= Instructions =
a – Render this sentence from the lithium mining text below into Spanish: "By definition, a permit is a legal document giving permission for activities that would otherwise be prohibited."
b – Answer these questions using the lithium mining text below:
(i) How many million years ago did the Yellowstone Hot Spot form the McDermitt Caldera?
(ii) What is the title of the book the writer authored?
(iii) How many miles of access roads would the permit authorize?
c – Repeat the lithium mining text below word for word, everything from "With lithium demand" down to "mines are coming.".

= Reading passage =
____

As readers are aware, I’ve been embroiled in fighting the Thacker Pass lithium mine for the last three years. What you may not know is that the entire region around Thacker Pass, which is known as the McDermitt Caldera, was formed by the Yellowstone Hot Spot 16 million years ago and is rich in lithium because of this geology.

With lithium demand skyrocketing, this entire area — much of it wilderness-quality habitat for rare and threatened wildlife — is is threatened by a “new gold rush.” Many more mines are coming.

First among those is a project in initial stages of “exploration” proposed by the Australian mining corporation Jindalee (operating through a U.S. subsidiary, HiTech Minerals Incorporated) located in Malheur County, Oregon, about 20 miles north of Thacker Pass.

The following is a public comment I submitted to the Bureau of Land Management yesterday, which was the deadline for public input on what is called the “scoping” stage of permitting for additional drilling on the site. But in a democracy, the public comment period never ends. If you are opposed to the HiTech Minerals project, I recommend you contact the Bureau of Land Management Office in Vale, OR and Oregon legislators to explain your concerns in detail. Please send any comments you make to Protect Thacker Pass, or contact us with more ideas or to collaborate.

Please note that my comment begins with a discussion of why BLM’s authority is illigitimate.

To Whom It May Concern:

My name is Max Wilbert. I am writing because the Bureau of Land Management (BLM) is considering whether or not to authorize HiTech Minerals Incorporated to conduct up to five years of exploratory geologic drilling projects on public lands in the northern McDermitt Caldera, in Malheur County, Oregon as part of early-stage feasibility studies for a major lithium mine.

These comments are based on my review of the Exploration Plans of Operations (version 3) available on the BLM website. I am a concerned individual and for the past 20 years have worked with environmental organizations to address global warming and conserve the natural environment. I am also the author of a book called Bright Green Lies that analyzes the harms caused by mining lithium, among other metals.

Before I say anything about the exploration project in detail—rest assured, I do indeed have “substantive comments”—I must contest the notion that the Bureau of Land Management has meaningful authority to issue such a permit. (NB for BLM employees: this is not meant as a personal attack on you. It’s a historical critique of the institution).

By definition, a permit is a legal document giving permission for activities that would otherwise be prohibited. These permits protect the corporation from legal liability for destructive actions that would be punishable by law if committed without a permit. The permit in question would allow HiTech employees and contractors to drill a well and up to 267 boreholes, each with an associated drilling pad. It would also authorize the construction of 30.2 miles of access roads, and destroy up to 99.2 acres of sagebrush habitat. Doing this without a permit is illegal.

Therefore, the fundamental purpose of this permitting process is to bureaucratically organize and legalize the destruction of the planet. 

Yes, I understand that mitigation is part of this process. But fundamentally, the land, water, wildlife, air, and cultural resources will be worse off if this project is carried out than they would otherwise be, and thus the point stands.

____

= Rows of box annotation data =
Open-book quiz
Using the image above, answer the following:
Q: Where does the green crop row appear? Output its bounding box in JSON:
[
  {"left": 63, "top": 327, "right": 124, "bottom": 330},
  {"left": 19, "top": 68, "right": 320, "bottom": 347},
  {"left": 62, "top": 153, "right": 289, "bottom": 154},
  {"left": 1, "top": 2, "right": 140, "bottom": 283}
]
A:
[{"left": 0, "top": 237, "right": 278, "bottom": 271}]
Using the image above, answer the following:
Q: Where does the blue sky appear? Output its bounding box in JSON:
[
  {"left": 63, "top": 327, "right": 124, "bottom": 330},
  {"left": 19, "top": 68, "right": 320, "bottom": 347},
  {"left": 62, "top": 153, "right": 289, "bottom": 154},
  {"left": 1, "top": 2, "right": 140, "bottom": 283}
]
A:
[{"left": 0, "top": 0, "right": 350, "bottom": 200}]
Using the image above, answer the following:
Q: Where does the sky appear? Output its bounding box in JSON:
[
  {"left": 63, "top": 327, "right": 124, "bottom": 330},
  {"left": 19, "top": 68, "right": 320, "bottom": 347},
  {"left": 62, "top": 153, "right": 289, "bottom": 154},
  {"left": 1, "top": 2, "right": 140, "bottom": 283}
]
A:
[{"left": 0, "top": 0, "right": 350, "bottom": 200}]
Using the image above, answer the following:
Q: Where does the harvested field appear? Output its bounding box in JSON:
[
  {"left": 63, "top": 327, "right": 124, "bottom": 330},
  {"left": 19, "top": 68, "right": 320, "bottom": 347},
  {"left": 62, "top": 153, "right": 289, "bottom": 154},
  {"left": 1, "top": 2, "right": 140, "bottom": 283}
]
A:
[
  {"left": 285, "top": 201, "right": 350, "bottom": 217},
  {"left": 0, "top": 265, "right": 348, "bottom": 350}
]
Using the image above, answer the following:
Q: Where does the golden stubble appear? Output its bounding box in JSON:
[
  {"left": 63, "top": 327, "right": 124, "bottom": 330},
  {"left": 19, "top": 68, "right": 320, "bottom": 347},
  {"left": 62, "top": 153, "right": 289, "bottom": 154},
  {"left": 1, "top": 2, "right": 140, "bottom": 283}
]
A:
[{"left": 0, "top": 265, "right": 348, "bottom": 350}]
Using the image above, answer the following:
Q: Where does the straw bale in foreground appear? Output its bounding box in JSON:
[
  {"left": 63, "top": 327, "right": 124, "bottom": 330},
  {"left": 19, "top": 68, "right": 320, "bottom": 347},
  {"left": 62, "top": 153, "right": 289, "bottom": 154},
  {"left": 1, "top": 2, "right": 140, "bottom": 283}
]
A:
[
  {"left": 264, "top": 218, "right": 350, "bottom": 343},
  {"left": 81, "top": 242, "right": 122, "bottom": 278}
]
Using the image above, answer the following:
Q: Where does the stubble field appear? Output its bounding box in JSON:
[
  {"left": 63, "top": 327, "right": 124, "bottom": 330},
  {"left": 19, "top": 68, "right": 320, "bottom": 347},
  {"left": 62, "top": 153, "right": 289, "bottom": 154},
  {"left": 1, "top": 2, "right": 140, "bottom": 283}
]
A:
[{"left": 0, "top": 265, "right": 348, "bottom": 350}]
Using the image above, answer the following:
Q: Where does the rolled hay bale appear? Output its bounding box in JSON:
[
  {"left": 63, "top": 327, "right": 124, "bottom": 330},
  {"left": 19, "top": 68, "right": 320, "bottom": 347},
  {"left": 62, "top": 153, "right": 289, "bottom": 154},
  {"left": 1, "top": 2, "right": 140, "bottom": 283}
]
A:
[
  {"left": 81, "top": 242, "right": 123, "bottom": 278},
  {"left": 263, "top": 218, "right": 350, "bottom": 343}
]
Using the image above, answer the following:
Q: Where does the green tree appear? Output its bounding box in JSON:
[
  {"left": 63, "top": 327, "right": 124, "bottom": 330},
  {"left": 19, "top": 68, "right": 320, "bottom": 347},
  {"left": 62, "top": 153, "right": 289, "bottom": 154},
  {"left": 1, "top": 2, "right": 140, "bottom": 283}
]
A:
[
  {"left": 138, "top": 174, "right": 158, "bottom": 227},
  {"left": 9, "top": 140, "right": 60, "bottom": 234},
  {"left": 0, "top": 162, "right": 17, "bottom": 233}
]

____

= Responses per task =
a – Por definición, un permiso es un documento legal que otorga autorización para actividades que de otro modo estarían prohibidas.

b –
(i) 16 million years ago
(ii) Bright Green Lies
(iii) 30.2 miles

c –
With lithium demand skyrocketing, this entire area — much of it wilderness-quality habitat for rare and threatened wildlife — is is threatened by a “new gold rush.” Many more mines are coming.